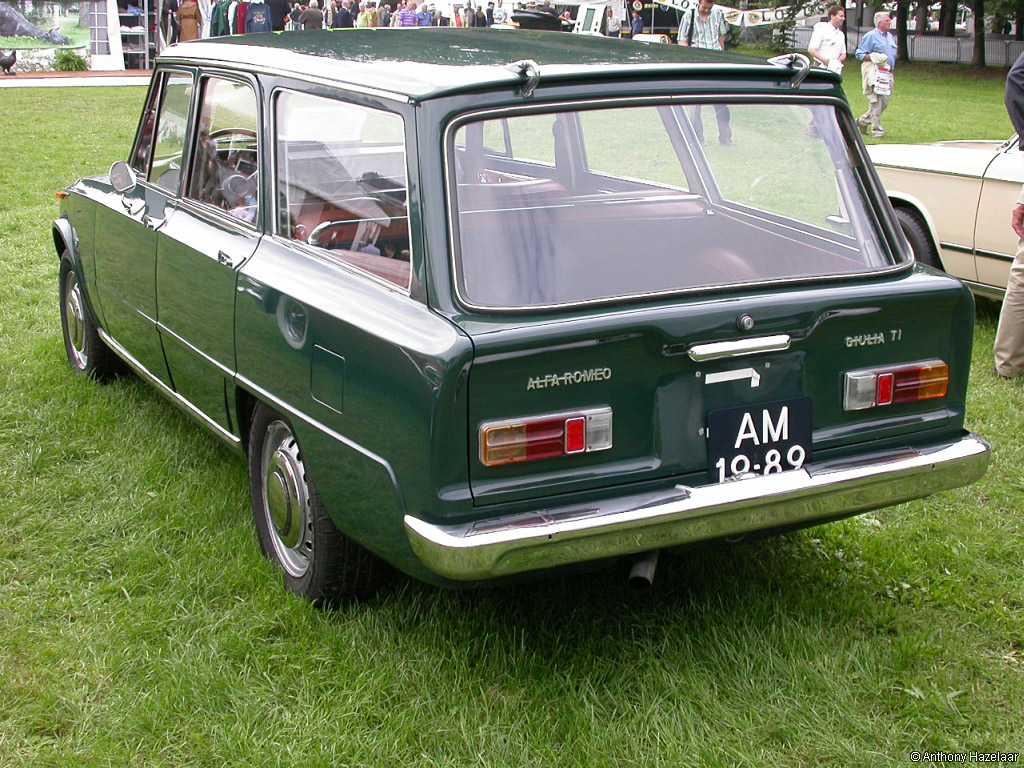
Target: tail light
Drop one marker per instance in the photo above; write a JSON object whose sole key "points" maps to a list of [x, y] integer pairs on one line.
{"points": [[885, 386], [550, 436]]}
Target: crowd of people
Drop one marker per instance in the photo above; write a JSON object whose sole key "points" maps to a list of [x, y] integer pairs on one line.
{"points": [[350, 13]]}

Task goal
Convert every line of the data above into a JSON list of strings, one string per line, skipping blank lines. Leave the picture out.

Task answer
[
  "Target: tail light",
  "Drop one marker per instance in the photo above; write a JSON object whose sole key \"points\" maps to a list of [x, y] integer pairs on one line.",
  "{\"points\": [[885, 386], [550, 436]]}",
  "Target: crowd of people",
  "Drop one marker per instance in the photo above; write a JSON object whose sole key \"points\" maps to a list of [x, y] integer pairs on one line.",
  "{\"points\": [[350, 13]]}"
]